## Short exercise 1
Locate every line in the records that contains the word "white", and copy each of those lines.

## Extract provided

>> BEGIN

Chinese millionaires are closer to owning a piece of the Atlantic Yards project.

Immigrant investors now own a $24.7 million mortgage on the 1.24-acre site for B12, the first of seven development parcels promised as collateral for a low-interest loan to developer Forest City Ratner.

More such mortgages are coming, a state official says, indicating that proceeds from the $249 million low-interest loan garnered through the EB-5 visa program are being delivered.

Forest City Ratner is thus transferring portions of a longstanding high-interest loan to the cheaper capital raised via Brooklyn Arena Infrastructure and Transportation Improvement Fund, an affiliate of the New York City Regional Center (NYCRC), a private investment pool authorized to recruit immigrant investors.

It looks like the large majority of the cheaper capital will replace that existing loan rather than be used, as Forest City officials once said, to build a new railyard.

(Map from promotional material issued in China, which claimed the value of the collateral is $542.4 million. The sites are located on the arena block as well as the southeast block, 1129, which is designated for interim surface parking. Omitted are building sites that require an expensive deck over the railyard.)

How it works

Forest City gets a low-interest loan--likely 4-5%, as the city has advertised for similar endeavors. Of the the 498 immigrant investors, the majority, from China, get no interest. Instead they get green cards. The NYCRC keeps the spread.

The justification for this alchemy? The creation of jobs, but the federal agency in charge of EB-5, the United States Citizenship and Immigration Services, won't release the economist's report it relied on.

State officials acknowledge that no new jobs would be created than originally promised. And there's no evidence that the project wouldn't go forward without this new loan--after all, Forest City has to get the arena going by September 2012 to start earning money from naming rights revenues.

This week the New York Times highlighted another questionable aspect of this and other EB-5 projects promoted in New York: the gerrymandering of high-unemployment areas to ensure that investors allocate $500,000, rather than $1 million.

Repayment in seven years

The terms of the loan, to be allocated among multiple mortgages, give Forest City a significant amount of slack. While the maturity date is the fifth anniversary, the Brooklyn Arena Infrastructure and Transportation Improvement Fund agreed to a two-year forbearance period.

>> END

## Short exercise 2
According to the article on the Atlantic Yards loan, what do the immigrant investors from China get instead of interest?

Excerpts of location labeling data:
>> BEGIN

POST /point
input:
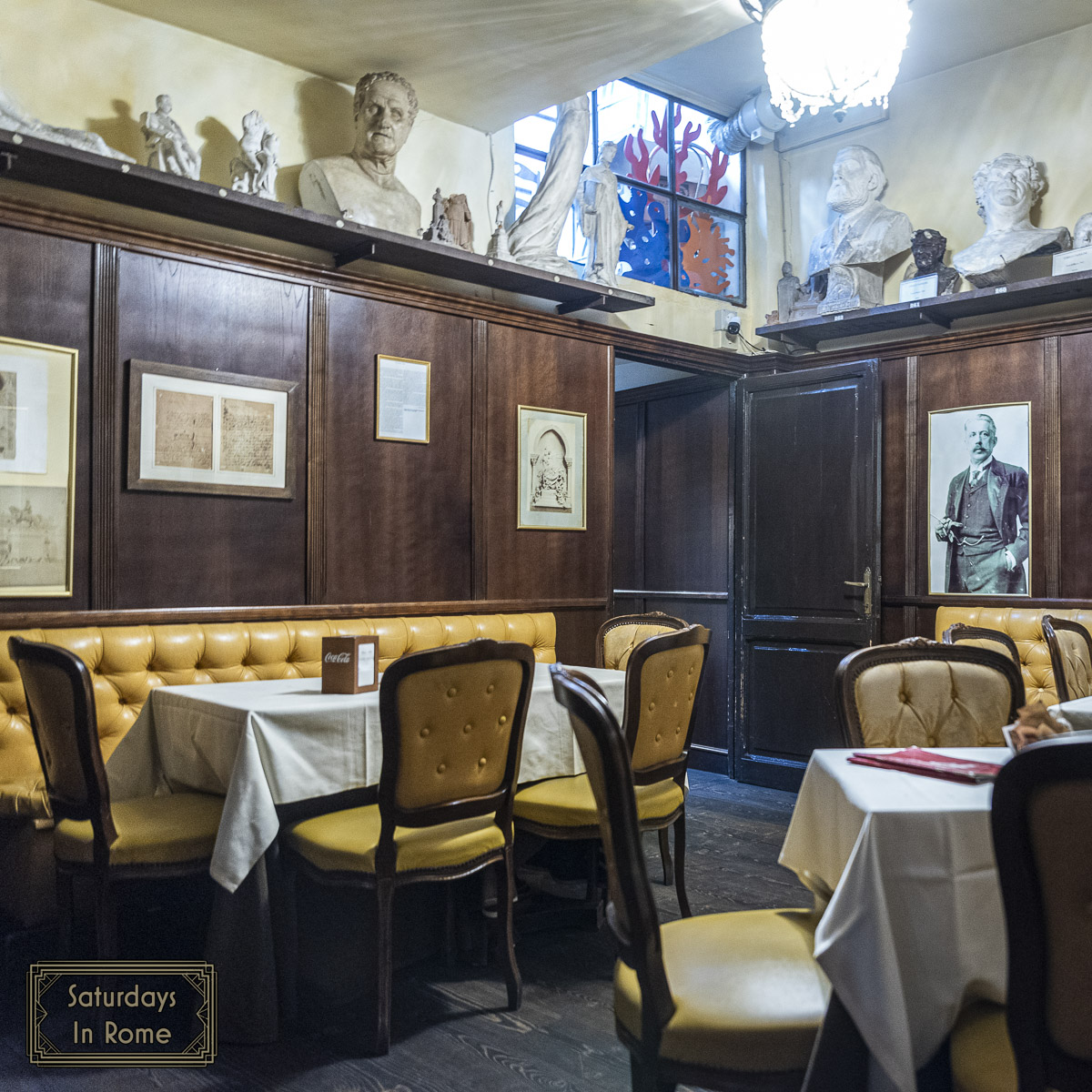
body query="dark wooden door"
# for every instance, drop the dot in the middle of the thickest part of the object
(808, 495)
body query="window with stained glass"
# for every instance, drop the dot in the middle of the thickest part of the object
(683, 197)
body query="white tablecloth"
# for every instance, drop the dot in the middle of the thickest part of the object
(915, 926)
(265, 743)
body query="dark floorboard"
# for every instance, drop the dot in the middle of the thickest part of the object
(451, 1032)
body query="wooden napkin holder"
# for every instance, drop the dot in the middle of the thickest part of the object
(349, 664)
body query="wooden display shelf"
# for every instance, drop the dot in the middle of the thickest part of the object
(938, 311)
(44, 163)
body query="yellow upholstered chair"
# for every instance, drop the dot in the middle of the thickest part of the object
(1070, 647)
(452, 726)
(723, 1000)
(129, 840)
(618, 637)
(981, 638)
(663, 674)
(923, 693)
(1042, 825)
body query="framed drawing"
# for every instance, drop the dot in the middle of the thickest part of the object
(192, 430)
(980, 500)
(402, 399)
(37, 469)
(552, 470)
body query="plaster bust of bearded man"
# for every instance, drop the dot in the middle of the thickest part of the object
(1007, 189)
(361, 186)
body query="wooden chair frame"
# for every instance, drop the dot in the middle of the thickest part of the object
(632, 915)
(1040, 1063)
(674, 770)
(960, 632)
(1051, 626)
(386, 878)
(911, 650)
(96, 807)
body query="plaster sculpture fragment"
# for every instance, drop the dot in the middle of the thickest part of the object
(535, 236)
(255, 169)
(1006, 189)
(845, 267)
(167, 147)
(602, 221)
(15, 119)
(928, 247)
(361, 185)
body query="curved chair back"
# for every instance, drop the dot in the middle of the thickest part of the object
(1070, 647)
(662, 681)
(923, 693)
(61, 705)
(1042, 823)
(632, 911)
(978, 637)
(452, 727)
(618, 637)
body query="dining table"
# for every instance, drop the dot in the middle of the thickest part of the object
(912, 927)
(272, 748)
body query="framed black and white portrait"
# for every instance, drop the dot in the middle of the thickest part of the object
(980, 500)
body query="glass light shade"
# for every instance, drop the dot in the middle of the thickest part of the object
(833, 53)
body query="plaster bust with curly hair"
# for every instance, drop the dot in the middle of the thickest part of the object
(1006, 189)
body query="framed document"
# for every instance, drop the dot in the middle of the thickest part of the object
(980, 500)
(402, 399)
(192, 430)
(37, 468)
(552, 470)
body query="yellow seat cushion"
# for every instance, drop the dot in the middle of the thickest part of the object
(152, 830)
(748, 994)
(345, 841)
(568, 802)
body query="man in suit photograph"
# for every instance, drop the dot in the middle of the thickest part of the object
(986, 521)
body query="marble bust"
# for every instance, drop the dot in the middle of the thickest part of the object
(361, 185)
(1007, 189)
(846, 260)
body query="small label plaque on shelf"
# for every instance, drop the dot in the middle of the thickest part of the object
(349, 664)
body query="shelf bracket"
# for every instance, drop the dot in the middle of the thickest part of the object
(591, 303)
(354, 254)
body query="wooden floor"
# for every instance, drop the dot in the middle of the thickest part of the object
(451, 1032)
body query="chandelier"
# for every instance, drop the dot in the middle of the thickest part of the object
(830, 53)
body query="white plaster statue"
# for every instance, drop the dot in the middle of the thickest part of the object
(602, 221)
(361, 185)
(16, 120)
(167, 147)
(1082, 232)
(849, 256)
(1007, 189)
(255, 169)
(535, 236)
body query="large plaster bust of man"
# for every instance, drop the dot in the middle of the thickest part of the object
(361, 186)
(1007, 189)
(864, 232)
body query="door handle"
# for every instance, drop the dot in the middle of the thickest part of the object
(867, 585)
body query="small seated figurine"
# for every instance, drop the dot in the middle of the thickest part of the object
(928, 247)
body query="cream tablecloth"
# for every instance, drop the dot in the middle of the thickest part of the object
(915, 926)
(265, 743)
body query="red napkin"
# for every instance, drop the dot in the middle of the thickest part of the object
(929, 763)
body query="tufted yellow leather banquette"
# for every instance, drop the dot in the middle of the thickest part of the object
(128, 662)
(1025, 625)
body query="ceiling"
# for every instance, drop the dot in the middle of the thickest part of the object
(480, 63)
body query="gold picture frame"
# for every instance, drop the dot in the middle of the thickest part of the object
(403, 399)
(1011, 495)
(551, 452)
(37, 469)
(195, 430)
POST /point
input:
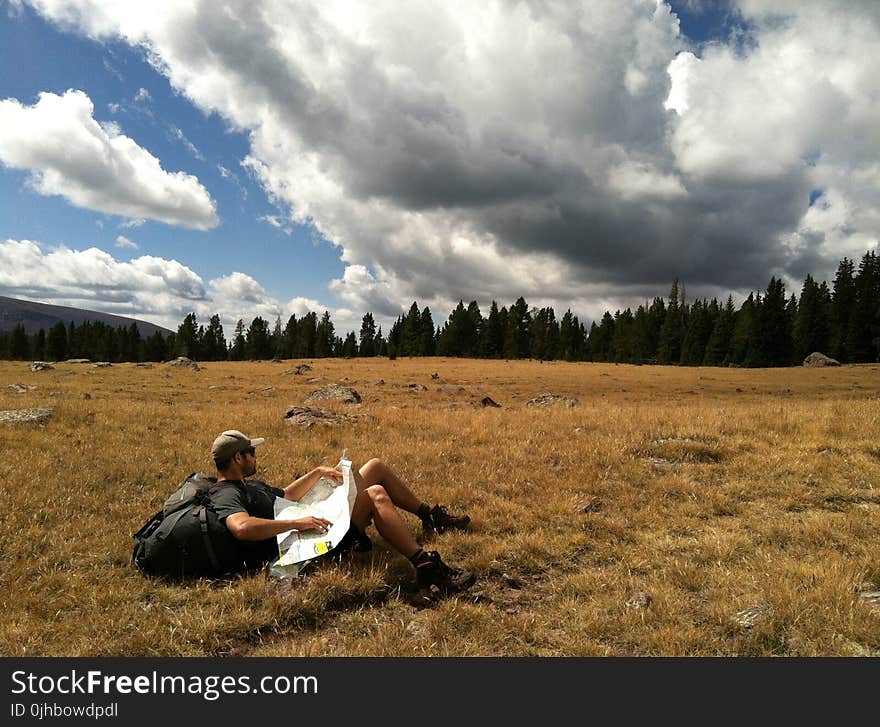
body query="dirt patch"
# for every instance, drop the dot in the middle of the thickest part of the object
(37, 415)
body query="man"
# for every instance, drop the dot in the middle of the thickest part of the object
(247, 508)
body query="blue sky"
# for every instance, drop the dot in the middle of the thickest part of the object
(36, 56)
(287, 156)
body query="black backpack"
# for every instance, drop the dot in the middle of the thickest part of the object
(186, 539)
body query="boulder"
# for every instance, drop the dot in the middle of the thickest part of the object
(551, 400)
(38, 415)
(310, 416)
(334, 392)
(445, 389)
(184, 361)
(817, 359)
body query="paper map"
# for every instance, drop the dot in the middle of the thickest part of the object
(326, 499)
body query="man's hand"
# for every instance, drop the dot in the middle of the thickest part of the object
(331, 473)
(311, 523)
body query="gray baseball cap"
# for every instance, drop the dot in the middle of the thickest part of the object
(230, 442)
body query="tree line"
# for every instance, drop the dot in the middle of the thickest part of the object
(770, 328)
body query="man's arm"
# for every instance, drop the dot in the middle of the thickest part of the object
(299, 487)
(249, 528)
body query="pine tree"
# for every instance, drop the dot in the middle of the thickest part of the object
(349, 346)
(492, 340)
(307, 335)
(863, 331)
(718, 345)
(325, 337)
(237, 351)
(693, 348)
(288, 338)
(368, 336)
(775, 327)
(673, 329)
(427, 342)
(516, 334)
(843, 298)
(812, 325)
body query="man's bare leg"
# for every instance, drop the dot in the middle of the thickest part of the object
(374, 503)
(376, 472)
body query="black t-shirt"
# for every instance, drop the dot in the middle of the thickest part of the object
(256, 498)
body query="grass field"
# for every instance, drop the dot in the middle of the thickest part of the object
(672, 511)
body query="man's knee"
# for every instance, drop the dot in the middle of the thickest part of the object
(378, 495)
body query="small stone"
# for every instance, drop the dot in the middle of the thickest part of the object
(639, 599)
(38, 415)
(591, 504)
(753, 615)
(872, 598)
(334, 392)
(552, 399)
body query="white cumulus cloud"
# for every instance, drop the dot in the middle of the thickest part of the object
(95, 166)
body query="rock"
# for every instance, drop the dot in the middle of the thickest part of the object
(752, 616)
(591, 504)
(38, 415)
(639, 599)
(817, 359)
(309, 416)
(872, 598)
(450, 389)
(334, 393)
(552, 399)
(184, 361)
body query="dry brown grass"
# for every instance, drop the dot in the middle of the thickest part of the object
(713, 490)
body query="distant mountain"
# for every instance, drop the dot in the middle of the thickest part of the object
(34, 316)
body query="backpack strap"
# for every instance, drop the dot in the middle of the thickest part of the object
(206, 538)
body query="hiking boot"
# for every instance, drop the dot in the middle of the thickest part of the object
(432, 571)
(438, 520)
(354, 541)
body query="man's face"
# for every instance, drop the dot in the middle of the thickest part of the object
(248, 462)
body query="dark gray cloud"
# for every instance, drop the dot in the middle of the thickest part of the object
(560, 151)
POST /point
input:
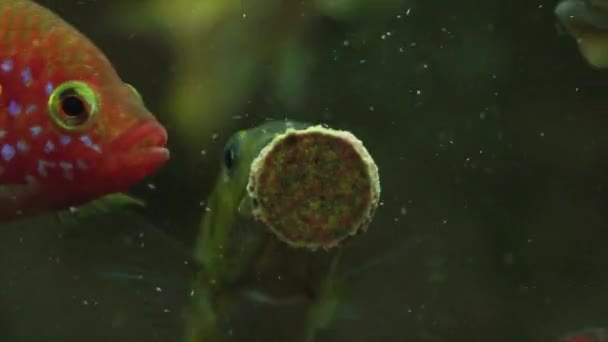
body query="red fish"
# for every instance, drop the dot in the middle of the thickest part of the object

>> END

## Full answer 1
body query="white tablecloth"
body query="framed black and white portrait"
body query="white plaster statue"
body query="white cumulus cloud"

## Full answer 2
They get green cards.